**WRITTEN INSTRUCTION**
Write out every record below exactly as it appears.

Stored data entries
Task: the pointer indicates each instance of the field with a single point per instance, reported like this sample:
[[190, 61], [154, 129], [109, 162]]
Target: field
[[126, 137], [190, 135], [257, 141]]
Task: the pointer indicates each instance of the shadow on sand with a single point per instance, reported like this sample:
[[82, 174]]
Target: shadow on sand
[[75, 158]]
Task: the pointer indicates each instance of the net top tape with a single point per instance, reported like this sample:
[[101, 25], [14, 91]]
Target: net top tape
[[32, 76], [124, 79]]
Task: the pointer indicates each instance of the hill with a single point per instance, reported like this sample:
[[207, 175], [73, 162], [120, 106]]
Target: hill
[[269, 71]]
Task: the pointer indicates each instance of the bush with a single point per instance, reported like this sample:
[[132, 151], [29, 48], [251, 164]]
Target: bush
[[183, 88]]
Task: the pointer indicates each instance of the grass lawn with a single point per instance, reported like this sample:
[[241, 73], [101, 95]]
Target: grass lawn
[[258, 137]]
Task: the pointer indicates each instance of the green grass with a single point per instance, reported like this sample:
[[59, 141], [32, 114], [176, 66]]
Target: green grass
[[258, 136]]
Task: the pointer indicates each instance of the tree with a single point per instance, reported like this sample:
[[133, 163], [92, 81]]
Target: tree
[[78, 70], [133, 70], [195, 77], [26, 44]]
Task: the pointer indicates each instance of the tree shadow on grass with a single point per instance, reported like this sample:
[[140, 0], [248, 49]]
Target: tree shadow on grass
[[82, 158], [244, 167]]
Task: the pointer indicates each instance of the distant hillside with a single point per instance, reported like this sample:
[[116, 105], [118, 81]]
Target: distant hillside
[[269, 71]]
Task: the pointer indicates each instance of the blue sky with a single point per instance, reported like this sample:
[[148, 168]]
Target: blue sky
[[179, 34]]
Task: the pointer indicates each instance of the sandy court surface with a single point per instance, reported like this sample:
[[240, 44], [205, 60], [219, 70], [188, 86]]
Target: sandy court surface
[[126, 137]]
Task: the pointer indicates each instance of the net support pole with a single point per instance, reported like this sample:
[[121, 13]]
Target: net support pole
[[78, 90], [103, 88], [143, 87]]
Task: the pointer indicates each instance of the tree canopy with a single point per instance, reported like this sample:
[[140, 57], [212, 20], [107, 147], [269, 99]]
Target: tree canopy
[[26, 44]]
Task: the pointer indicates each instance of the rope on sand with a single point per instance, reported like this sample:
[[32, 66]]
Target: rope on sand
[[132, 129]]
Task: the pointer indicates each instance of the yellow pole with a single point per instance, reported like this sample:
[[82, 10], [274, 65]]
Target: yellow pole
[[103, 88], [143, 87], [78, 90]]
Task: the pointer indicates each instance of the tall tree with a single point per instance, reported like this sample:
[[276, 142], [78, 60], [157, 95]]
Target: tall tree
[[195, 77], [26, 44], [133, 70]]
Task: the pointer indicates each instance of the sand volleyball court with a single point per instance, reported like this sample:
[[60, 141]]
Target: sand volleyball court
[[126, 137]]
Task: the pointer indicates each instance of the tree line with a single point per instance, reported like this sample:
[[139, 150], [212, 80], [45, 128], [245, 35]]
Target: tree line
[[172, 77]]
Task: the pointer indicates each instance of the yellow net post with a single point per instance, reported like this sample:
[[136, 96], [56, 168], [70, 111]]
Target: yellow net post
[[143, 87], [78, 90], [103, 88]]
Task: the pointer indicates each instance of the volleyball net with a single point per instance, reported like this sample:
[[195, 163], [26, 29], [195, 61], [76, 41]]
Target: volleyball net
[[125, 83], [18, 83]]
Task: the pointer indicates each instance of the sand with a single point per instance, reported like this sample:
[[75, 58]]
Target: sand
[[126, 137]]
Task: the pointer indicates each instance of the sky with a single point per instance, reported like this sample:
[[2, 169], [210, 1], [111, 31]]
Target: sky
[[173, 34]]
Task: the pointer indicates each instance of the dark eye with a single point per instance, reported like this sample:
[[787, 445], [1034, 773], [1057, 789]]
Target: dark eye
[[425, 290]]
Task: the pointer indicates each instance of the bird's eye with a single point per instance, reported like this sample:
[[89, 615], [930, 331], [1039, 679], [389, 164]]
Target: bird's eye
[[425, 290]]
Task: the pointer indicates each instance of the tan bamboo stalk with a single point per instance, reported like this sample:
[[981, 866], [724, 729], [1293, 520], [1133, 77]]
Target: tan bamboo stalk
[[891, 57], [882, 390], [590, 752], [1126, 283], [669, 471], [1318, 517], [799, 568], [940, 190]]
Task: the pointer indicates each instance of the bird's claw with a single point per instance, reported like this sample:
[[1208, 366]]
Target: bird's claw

**EXERCISE OUTPUT**
Task: the pointer indicates each instance of the field with a single point per instance, reported like this sample:
[[190, 61], [154, 129], [109, 162]]
Target: field
[[126, 137], [190, 135], [257, 141]]
Task: the pointer indicates each instance of the shadow on sand with a single point per instance, reported like this sample:
[[82, 174]]
Target: shadow on sand
[[75, 158]]
Task: the pointer indicates each instance of the net top tape with a single point per instance, reported like this sample:
[[101, 25], [14, 91]]
Target: net top tape
[[32, 76], [124, 79]]
Task: the pointer indicates each instance of the hill with a single point per instance, reported like this sample:
[[207, 175], [73, 162], [120, 106]]
Target: hill
[[269, 71]]
Task: the pointer indicates each instance of the bush with a single point per instance, reported like this sample:
[[132, 151], [29, 48], [251, 164]]
Target: bush
[[183, 88]]
Task: the pointer indicates each instance of the grass lawn with a single point per instance, reported like this sample:
[[241, 73], [101, 95]]
Target: grass lawn
[[258, 137]]
Task: the pointer indicates each instance of the green grass with a single point per instance, reported like this sample:
[[59, 141], [32, 114], [176, 66]]
Target: green grass
[[258, 136]]
Task: the pointer indicates each instance of the tree with a single point per instance, reported like this sample:
[[133, 163], [92, 81]]
Target: tree
[[78, 70], [133, 70], [195, 77], [26, 44]]
Task: the pointer indicates each instance of the tree shadow on grass with a single point per instance, reported like this sample:
[[140, 0], [248, 49]]
Target: tree shadow on grass
[[82, 158], [244, 167]]
Task: the pointer indicates each instance of the distant hillside with a single point per instance, reported like this sample:
[[116, 105], [118, 81]]
Target: distant hillside
[[269, 71]]
Task: the pointer indicates each instance of the blue sky with a single point per instance, reported like this sample:
[[148, 168]]
Target: blue sky
[[179, 34]]
Task: the pointer indicates each instance of the sandy court surface with a single point per instance, reported like this sample:
[[240, 44], [205, 60], [219, 70], [188, 86]]
Target: sandy court surface
[[126, 137]]
Task: the pointer indicates each instance of the net support pole with a single point per instance, reported like this sample:
[[121, 13]]
Target: net support pole
[[78, 90], [103, 88], [143, 87]]
Task: the pointer indicates each instance of the tree canopy with a single point per instance, reported like this sample:
[[140, 57], [212, 20], [107, 147], [269, 99]]
Target: tree canopy
[[26, 44]]
Task: the pointer indicates each instance of the rope on sand with a single point per instance, reported like this sample:
[[32, 66]]
Target: rope on sand
[[132, 129]]
Task: the pointer indicates each instance of the yellow pole with a single point per instance, reported like this sample:
[[82, 10], [274, 65]]
Target: yellow pole
[[103, 88], [143, 87], [78, 90]]
Task: the pointer indicates each instance of the tall tree with a single point per instance, reported like this sample:
[[276, 142], [78, 60], [157, 95]]
Target: tall tree
[[195, 77], [26, 44], [133, 70]]
Task: the pointer indicates each instance of the sand volleyball court with a single point per instance, reported like this sample:
[[60, 141]]
Target: sand volleyball court
[[126, 137]]
Task: the pointer indicates each instance of the tree line with a single point per instance, reported like this sample:
[[139, 150], [212, 80], [45, 128], [245, 35]]
Target: tree line
[[172, 77]]
Task: the pointer indicates each instance of the yellow net post with a single point per instance, reported like this sample:
[[136, 96], [56, 168], [70, 111]]
Target: yellow net post
[[143, 87], [78, 90], [103, 88]]
Task: the pointer indicates each instance of the volleyball net with a single point per instance, reported like this sample:
[[195, 163], [26, 29], [195, 61], [76, 41]]
Target: volleyball net
[[125, 83], [18, 83]]
Task: the pointer indicates each instance of the sand with a single point per instance, reported like this sample:
[[75, 58]]
Target: sand
[[126, 137]]
Task: the pointer indicates each instance of the sky with a single point per instance, reported like this sample:
[[2, 169], [210, 1], [111, 31]]
Target: sky
[[173, 34]]
Task: the pointer indicates each instance of the dark eye with a single point per instance, reported like this sample:
[[787, 445], [1034, 773], [1057, 789]]
Target: dark eye
[[425, 290]]
Task: the pointer indicates each instance of the bird's eye with a single point per instance, reported like this sample:
[[89, 615], [930, 331], [1039, 679], [389, 164]]
Target: bird's eye
[[425, 290]]
Task: the pointer indicates each instance of the tan bamboo stalk with a single point per instance, reported like this sample:
[[981, 866], [724, 729], [1293, 520], [1133, 77]]
Target: tan bamboo stalk
[[891, 57], [882, 390], [590, 752], [1126, 283], [669, 471], [1318, 517], [799, 568], [940, 190]]
Task: the pointer indicates each instance of the bird's claw with a single point per instance, reported like this sample:
[[1208, 366]]
Target: bird's claw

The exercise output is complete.